Aim:
Exact copies are required of the lines from the line containing "blurred tree | outline every instance" through the final line of the listing, both included, and of no other lines.

Records for this exercise:
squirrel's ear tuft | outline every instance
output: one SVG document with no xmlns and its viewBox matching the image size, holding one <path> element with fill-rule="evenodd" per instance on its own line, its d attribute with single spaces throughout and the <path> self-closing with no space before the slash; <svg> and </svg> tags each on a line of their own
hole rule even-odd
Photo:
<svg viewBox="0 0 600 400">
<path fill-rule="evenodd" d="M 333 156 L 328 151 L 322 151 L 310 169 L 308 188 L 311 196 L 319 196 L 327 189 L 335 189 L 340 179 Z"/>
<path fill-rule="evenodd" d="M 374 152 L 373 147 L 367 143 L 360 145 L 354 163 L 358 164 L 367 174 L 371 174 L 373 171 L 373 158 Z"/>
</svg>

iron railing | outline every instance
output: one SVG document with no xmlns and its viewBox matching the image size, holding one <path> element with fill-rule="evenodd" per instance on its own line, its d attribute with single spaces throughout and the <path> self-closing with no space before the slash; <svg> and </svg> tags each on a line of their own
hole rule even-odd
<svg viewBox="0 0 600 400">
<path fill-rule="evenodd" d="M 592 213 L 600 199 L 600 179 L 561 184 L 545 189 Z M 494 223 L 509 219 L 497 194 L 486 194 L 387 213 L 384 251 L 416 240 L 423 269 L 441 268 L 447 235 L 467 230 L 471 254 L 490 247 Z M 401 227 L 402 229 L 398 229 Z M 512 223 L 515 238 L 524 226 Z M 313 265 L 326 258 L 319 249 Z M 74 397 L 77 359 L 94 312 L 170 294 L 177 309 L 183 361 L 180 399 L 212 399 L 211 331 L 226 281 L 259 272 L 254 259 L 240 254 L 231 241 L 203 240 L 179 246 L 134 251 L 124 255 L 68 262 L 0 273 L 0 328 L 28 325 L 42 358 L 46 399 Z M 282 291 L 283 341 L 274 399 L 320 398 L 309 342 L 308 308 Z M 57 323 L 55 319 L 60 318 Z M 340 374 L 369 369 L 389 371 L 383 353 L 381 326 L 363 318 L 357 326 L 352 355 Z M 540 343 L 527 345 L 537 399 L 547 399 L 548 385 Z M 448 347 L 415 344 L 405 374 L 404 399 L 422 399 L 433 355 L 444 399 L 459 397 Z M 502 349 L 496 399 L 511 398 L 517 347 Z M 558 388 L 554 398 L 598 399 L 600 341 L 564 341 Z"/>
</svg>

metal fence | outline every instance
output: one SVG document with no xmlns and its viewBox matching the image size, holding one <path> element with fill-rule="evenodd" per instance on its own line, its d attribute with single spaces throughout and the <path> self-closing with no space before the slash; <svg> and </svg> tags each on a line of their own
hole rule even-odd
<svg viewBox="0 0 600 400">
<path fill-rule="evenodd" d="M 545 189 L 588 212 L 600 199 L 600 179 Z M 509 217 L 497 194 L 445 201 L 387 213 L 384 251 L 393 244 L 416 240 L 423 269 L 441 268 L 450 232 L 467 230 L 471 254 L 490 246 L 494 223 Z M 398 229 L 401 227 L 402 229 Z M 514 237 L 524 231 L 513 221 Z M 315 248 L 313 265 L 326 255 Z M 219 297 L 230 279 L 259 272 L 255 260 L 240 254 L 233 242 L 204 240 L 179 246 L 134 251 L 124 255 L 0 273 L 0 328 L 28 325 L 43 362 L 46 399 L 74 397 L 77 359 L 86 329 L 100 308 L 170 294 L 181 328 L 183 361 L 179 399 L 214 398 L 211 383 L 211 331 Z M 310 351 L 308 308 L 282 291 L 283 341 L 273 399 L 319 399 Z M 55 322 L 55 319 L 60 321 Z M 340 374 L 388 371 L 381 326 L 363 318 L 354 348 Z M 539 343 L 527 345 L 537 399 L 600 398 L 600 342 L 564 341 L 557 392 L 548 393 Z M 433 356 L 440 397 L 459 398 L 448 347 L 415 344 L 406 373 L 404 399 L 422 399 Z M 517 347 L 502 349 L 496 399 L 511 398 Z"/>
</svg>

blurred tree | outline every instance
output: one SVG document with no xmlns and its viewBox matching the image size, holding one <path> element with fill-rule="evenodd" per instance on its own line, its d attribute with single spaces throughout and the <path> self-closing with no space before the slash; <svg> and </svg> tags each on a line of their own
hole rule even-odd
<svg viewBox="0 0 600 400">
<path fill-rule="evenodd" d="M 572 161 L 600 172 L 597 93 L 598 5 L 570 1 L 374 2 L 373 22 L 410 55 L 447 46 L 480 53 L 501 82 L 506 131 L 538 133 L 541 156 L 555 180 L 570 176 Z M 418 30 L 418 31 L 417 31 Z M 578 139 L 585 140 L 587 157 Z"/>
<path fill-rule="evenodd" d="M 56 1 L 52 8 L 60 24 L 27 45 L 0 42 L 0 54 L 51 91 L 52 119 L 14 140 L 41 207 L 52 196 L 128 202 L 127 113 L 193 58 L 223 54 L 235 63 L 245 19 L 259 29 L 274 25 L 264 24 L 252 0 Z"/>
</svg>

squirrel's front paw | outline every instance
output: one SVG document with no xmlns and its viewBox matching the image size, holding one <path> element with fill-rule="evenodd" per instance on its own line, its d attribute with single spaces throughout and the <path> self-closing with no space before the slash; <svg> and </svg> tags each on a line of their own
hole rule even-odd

Solution to the problem:
blurred tree | outline every instance
output: one SVG document with no xmlns and its viewBox matching the image size, holding one <path> element with fill-rule="evenodd" per instance on its own line, its d attribute with single spaces throughout and the <path> self-closing with no space before the slash; <svg> and </svg> tags each on a line of their own
hole rule even-odd
<svg viewBox="0 0 600 400">
<path fill-rule="evenodd" d="M 572 161 L 600 172 L 597 93 L 598 5 L 570 1 L 374 2 L 373 22 L 410 55 L 447 46 L 480 53 L 501 82 L 506 131 L 538 133 L 541 156 L 555 180 L 570 176 Z M 418 30 L 418 31 L 417 31 Z M 578 139 L 585 140 L 587 157 Z"/>
<path fill-rule="evenodd" d="M 56 1 L 52 8 L 60 24 L 27 45 L 0 42 L 0 54 L 51 91 L 52 119 L 14 140 L 41 207 L 52 196 L 128 202 L 127 113 L 193 58 L 223 54 L 235 63 L 245 19 L 259 29 L 274 25 L 264 24 L 252 0 Z"/>
</svg>

squirrel's front paw | outline every instance
output: one SVG document with no xmlns and its viewBox matching the image size, holding one <path> element with fill-rule="evenodd" per instance on its own line, its d attribute with single spaces throughout and the <path> self-closing with no space before the slash; <svg> and </svg> tags each on a line of their own
hole rule even-odd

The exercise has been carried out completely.